**TASK STATEMENT:** Can you find every line in the records below that contains the string "range" and copy each of those lines in full?

**EXTRACTED ENTRIES:**
** Begin **

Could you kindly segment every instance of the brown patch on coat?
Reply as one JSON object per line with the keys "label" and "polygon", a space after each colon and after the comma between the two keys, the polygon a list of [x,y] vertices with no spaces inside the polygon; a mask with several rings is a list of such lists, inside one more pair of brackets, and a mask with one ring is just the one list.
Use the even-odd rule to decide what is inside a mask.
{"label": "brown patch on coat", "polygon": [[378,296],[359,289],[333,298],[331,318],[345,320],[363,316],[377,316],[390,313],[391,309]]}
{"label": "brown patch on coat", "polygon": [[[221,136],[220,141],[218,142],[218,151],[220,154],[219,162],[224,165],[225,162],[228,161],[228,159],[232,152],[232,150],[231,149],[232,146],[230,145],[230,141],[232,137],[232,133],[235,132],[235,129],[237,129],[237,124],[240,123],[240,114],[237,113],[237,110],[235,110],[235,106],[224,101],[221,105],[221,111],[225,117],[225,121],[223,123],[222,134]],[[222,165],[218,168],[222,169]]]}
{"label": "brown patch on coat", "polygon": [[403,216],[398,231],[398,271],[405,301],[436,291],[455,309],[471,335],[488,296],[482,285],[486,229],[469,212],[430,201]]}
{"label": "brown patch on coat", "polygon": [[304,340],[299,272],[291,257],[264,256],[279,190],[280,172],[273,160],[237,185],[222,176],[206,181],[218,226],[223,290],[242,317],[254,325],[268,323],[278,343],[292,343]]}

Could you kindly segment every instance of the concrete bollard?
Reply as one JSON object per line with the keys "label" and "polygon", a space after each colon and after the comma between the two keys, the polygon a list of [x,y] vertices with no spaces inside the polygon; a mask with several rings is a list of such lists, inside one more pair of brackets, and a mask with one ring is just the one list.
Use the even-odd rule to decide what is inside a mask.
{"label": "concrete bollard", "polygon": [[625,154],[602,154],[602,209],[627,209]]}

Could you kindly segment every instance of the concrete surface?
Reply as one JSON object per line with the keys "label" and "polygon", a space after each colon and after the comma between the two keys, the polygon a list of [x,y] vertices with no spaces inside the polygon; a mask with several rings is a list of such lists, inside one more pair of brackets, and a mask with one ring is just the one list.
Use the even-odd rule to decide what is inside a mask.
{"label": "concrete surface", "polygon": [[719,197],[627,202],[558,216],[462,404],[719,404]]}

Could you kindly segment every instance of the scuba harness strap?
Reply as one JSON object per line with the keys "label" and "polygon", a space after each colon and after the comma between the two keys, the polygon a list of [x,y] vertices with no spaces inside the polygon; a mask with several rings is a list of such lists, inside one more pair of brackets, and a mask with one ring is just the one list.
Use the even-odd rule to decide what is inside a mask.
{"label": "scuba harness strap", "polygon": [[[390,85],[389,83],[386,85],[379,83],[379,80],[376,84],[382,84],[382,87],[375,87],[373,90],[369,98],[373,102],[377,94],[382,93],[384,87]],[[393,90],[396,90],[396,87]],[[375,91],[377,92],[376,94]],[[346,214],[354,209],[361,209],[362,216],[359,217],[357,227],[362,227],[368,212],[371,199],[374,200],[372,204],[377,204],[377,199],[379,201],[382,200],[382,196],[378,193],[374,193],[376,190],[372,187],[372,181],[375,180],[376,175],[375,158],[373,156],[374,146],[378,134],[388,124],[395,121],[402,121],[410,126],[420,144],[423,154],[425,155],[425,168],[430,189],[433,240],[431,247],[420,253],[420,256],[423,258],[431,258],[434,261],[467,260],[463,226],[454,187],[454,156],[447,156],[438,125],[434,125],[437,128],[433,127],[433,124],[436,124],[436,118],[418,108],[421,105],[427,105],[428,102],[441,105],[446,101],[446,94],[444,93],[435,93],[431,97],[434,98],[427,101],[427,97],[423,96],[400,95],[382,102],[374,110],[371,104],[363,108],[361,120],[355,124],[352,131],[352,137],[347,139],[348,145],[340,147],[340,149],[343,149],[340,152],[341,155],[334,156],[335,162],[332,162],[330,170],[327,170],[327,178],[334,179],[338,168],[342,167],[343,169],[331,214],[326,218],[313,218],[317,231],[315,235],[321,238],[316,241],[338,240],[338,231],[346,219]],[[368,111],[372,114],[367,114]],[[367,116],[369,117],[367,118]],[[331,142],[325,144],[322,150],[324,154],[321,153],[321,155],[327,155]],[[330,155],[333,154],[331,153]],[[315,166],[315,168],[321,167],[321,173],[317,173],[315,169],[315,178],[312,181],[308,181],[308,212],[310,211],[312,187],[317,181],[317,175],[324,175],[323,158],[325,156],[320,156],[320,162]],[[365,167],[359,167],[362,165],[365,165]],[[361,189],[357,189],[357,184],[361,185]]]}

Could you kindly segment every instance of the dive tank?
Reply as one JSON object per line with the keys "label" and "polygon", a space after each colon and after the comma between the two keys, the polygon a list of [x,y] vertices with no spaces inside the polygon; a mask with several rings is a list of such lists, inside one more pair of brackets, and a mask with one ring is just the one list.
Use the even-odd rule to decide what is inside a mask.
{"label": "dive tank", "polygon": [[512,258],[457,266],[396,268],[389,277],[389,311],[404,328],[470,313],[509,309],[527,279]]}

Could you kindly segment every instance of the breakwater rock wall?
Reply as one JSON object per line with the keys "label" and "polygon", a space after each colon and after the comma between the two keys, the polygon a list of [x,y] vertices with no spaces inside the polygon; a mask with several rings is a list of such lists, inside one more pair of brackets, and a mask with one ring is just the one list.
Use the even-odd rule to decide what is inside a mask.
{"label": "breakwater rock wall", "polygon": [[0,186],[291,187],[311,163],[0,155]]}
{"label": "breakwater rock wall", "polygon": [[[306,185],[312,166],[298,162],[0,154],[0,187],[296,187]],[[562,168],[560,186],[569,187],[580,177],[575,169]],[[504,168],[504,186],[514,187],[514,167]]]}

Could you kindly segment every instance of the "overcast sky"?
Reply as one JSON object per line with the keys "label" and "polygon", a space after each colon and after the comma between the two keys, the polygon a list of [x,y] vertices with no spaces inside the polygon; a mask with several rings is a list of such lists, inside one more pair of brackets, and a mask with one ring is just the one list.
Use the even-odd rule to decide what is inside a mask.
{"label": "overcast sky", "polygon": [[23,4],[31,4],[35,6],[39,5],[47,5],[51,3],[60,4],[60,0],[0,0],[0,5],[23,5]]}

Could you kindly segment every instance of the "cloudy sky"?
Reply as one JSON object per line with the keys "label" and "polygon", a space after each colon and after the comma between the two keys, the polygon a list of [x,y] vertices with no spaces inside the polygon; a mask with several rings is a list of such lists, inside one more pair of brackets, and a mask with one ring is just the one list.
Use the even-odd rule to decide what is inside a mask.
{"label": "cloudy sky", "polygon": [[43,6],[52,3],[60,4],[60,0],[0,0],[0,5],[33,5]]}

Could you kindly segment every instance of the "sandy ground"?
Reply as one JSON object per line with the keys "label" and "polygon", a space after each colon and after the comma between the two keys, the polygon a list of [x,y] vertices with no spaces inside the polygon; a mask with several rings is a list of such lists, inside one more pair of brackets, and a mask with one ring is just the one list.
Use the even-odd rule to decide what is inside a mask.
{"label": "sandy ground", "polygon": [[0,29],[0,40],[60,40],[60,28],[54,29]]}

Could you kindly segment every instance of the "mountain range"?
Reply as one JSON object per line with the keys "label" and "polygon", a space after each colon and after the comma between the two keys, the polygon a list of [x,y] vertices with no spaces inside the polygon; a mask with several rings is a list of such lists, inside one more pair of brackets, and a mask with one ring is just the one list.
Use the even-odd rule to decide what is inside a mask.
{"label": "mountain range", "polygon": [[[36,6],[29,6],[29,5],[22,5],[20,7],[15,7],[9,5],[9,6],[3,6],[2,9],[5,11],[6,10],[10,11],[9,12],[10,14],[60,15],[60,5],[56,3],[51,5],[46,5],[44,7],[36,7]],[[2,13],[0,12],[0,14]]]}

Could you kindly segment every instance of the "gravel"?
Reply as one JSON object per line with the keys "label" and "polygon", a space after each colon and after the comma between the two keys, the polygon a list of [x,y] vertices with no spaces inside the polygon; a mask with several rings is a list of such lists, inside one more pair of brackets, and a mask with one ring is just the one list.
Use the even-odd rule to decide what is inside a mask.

** End **

**RESPONSE TO THE TASK:**
Could you kindly segment every instance of the "mountain range"?
{"label": "mountain range", "polygon": [[[36,6],[29,6],[29,5],[22,5],[20,7],[15,7],[9,5],[9,6],[3,6],[2,9],[5,11],[6,10],[10,11],[9,12],[10,14],[60,15],[60,5],[56,3],[51,5],[46,5],[44,7],[36,7]],[[2,13],[0,12],[0,14]]]}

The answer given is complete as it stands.